§ **What is expected**
Rewrite the records with "chocolate piece" changed to "candy" and every other part left unchanged. Leave the pictures out of your answer.

+++ Material for the task +++

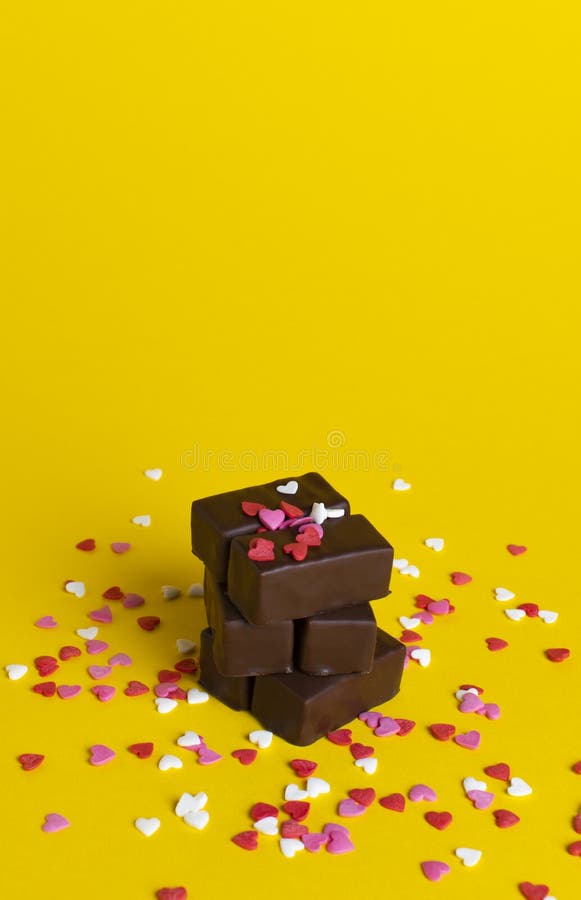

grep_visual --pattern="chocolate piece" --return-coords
[252,629,405,747]
[228,515,393,625]
[204,570,294,677]
[294,603,377,675]
[192,472,349,584]
[199,628,253,709]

+++

§ **Output below**
grep_visual --pattern="candy" --return-coords
[252,629,405,747]
[228,515,393,625]
[204,570,294,677]
[294,603,377,675]
[192,472,349,584]
[199,628,253,709]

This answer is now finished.